SET PROBLEM
Extract each line from the data below that contains the word "Coordinates".

DATA LINES
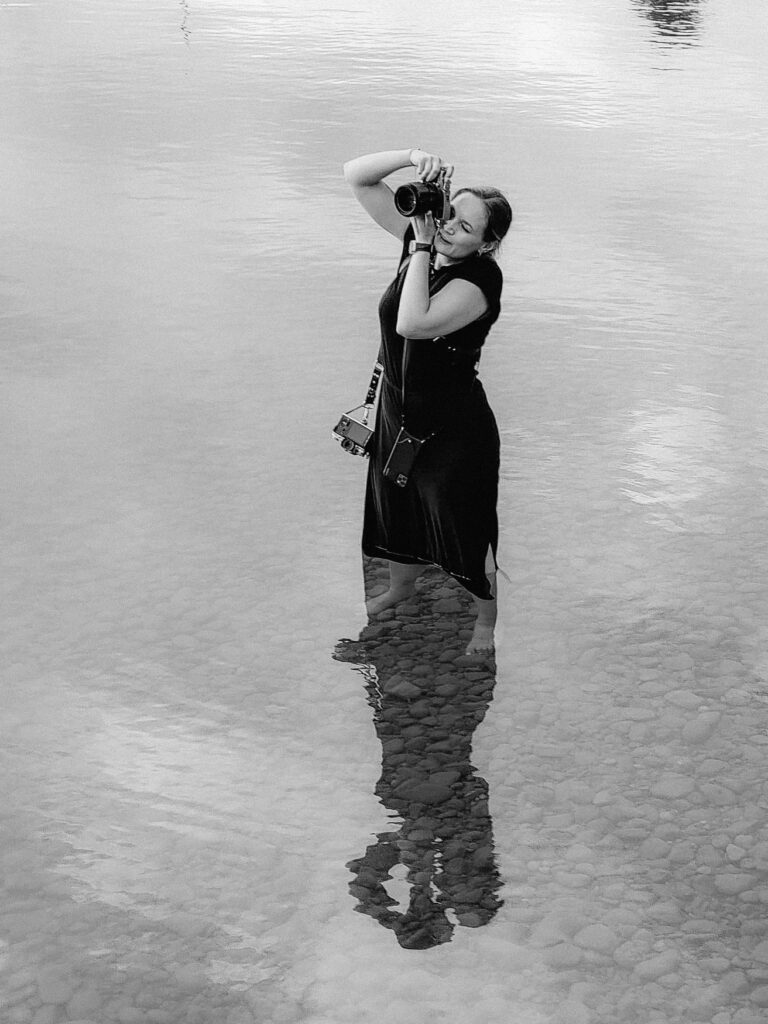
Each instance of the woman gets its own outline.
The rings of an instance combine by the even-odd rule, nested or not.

* * *

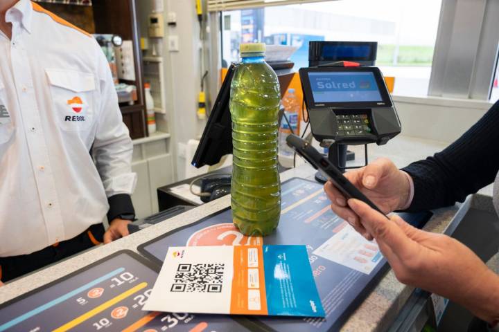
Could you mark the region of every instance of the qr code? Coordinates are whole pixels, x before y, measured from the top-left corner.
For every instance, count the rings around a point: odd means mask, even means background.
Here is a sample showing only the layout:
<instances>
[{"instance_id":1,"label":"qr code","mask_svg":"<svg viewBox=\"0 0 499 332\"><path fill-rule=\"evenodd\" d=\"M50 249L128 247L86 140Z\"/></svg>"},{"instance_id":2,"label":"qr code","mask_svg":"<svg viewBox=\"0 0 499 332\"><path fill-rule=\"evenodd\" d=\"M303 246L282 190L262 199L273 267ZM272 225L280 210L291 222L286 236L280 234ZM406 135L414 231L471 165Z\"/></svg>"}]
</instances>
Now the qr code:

* * *

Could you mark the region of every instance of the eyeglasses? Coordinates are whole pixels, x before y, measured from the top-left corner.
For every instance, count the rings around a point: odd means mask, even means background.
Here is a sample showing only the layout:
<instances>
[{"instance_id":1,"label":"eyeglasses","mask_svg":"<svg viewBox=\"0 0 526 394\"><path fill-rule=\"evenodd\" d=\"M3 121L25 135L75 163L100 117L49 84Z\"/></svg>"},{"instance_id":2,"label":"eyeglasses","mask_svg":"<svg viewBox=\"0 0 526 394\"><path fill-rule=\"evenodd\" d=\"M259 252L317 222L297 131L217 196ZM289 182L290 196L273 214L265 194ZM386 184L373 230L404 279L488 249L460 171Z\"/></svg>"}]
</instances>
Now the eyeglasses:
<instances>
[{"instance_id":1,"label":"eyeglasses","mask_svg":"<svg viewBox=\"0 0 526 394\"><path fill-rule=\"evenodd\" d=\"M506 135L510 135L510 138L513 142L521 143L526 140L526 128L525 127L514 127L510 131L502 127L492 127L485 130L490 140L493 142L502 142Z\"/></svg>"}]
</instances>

RESPONSE TO THE TASK
Could you mark the region of every instance of the qr code? Coordinates are whole pixels, x before y, measured from the top-left corner.
Could you mark the region of every instance of the eyeglasses? Coordinates are whole pixels, x before y, measured from the top-left corner.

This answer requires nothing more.